**Given information:**
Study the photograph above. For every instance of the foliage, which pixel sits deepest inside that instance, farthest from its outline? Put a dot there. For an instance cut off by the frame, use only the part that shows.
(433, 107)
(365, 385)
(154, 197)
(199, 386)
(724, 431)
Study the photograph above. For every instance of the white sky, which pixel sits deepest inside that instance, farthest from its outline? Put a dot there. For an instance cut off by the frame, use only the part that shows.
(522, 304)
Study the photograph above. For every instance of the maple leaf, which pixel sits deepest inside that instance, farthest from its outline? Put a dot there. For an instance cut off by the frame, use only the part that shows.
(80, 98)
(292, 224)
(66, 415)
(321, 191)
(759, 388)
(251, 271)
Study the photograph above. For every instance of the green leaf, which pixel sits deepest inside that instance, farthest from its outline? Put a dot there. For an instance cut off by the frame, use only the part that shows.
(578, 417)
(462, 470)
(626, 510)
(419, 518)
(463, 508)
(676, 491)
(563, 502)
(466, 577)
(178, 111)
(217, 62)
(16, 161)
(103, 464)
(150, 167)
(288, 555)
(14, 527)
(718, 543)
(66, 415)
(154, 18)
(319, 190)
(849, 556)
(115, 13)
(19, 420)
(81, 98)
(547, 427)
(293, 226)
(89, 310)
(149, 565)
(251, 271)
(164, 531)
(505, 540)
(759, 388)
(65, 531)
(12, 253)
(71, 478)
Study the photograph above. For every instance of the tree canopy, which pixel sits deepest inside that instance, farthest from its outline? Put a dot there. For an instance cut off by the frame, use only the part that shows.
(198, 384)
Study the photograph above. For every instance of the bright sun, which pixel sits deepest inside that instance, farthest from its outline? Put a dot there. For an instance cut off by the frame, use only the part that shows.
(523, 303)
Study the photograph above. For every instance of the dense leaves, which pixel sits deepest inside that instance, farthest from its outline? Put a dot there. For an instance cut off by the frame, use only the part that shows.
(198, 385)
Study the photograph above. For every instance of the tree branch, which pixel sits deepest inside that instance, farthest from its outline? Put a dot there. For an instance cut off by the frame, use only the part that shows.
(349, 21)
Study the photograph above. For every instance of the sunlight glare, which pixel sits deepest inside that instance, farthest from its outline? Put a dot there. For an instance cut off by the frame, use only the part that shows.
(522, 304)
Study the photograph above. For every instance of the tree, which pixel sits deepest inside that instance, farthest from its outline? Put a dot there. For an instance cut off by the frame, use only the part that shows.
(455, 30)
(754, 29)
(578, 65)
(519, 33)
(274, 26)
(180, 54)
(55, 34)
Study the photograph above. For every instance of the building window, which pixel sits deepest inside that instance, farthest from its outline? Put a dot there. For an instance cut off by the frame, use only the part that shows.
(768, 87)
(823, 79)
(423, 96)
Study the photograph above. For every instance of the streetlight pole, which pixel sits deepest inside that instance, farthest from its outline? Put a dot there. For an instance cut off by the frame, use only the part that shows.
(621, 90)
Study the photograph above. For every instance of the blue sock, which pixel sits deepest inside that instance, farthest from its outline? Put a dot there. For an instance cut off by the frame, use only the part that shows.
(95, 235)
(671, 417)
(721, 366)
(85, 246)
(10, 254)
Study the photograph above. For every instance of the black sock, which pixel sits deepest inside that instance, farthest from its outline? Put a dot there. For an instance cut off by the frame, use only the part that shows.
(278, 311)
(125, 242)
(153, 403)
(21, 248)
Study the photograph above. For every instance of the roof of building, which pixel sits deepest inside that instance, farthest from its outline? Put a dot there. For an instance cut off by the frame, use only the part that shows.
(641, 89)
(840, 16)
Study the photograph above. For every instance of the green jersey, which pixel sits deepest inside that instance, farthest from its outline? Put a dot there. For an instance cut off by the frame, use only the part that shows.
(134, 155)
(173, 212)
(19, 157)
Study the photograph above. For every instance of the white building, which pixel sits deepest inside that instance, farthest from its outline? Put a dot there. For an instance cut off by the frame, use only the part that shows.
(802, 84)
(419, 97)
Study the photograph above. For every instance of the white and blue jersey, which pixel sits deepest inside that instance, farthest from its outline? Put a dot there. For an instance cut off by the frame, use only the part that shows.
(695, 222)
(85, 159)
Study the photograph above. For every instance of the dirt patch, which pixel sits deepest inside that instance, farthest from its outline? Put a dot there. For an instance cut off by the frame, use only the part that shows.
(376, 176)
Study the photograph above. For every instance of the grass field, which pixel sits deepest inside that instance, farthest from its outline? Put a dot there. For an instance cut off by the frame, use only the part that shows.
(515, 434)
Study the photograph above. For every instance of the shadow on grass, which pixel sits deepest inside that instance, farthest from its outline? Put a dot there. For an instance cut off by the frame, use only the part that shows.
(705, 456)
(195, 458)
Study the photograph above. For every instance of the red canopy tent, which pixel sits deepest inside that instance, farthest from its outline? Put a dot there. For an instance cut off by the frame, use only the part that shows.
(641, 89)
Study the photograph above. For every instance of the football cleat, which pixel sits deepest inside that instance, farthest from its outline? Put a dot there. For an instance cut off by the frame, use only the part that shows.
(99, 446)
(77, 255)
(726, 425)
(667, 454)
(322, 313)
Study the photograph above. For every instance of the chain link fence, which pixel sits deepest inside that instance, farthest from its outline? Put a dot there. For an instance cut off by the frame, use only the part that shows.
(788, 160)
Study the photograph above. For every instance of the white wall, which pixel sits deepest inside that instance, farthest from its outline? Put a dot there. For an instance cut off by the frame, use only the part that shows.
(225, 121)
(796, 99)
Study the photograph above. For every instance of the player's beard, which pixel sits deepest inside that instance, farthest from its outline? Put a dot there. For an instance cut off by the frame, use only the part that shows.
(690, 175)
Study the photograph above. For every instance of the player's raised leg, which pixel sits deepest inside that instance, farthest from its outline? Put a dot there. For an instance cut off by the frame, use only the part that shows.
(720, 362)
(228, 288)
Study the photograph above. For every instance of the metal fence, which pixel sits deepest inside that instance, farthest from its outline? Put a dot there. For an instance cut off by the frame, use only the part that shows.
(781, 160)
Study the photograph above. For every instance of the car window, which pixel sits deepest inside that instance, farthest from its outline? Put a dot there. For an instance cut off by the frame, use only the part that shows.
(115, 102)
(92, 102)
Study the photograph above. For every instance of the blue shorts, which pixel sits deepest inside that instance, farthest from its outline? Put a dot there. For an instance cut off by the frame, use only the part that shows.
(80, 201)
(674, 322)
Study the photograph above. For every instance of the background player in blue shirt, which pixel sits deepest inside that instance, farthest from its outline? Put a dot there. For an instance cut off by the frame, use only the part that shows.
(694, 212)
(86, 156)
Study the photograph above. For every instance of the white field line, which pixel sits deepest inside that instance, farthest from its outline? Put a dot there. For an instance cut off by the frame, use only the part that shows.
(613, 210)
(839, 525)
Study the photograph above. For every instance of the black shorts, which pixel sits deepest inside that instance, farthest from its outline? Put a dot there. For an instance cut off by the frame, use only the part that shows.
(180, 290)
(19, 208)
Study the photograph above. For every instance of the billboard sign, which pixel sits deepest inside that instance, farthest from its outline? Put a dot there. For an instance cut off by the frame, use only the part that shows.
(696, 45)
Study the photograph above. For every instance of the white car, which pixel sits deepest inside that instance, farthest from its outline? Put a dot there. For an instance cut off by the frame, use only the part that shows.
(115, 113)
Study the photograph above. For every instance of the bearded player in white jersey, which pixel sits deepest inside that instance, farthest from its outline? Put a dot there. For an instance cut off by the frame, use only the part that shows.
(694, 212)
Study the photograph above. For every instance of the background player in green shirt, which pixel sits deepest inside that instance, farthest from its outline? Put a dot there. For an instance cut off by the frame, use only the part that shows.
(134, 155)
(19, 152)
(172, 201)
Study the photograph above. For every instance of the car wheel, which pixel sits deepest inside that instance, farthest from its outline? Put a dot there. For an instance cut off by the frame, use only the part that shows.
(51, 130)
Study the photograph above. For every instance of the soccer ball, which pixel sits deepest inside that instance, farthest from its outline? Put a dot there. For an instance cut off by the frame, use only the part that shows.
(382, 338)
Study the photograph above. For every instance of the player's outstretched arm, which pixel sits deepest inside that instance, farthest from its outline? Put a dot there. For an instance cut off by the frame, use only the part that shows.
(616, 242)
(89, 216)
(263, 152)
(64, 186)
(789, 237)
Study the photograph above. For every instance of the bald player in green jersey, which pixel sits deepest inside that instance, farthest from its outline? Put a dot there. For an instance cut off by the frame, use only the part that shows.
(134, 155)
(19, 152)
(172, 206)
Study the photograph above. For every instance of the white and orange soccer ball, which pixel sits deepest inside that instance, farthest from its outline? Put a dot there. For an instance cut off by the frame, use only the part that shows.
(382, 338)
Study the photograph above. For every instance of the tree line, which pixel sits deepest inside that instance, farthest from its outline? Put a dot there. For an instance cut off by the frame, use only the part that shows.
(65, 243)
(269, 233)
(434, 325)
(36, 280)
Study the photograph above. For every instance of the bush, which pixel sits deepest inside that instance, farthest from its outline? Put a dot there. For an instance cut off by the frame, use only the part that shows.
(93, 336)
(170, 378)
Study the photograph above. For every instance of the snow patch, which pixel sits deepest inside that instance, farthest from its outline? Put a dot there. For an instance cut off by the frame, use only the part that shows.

**Exercise goal:**
What are the lines from the one with "green shirt, which" through the last line of the records above? Quote them exactly and add nothing.

**Reply to the task:**
Study the photograph above. For every instance of the background player in green shirt, which pixel sits deepest inside that instance, farthest from its outline? Put a dot there. For an instance cut off by the frame, use only the part that shows.
(134, 155)
(19, 152)
(172, 201)
Study the photograph above. For every instance of the car wheel, which pixel sits deepest inside that instance, farthest from its outline? Put a dot there. For an instance cut off by the frame, use only the part that shows.
(51, 130)
Study the photograph above. For every instance of the soccer ball, which pixel sits deepest inside that instance, farthest from its outline? Put a dot there. For an instance cut off by the frame, use only the part that shows.
(382, 338)
Study the photograph above. For every instance of the player's outstretched arm, which pixel sits deepest inside that instance, farthest from its outline? Put a dot there. For an instance cut off by the frame, use only the part that shows.
(616, 242)
(89, 216)
(263, 152)
(64, 186)
(789, 237)
Study the photograph above. For every instance of the bald player in green jersey, which pixel sits deepest inside that instance, farthest from its outline? Put a dot there. For an instance cut off by the frame, use only the part that shows.
(134, 155)
(19, 152)
(172, 206)
Study the photograph above. For every instance of the white and orange soccer ball, which pixel sits deepest inside that instance, farthest from its outline? Put a dot there. For an instance cut off by the frame, use only the part that shows.
(382, 338)
Study the photograph above. For every instance of the tree line, which pixel sits deepest inside that instance, farthest from its outline? Put a dot there. For an instance cut off by the frame, use only the part that shows.
(65, 243)
(269, 233)
(434, 325)
(36, 280)
Study the photograph above. For every instance of the bush, which pixel sits deepest inside that instance, farthest from its outline? Put a dot there. For an instance cut off by the frame, use only the part that shows.
(93, 336)
(170, 378)
Study the photograph above. For every instance of the snow patch, which pixel sits deepest inside that instance, farthest from its outline? Put a dot there. For an instance cut off by the frame, use only the part that shows.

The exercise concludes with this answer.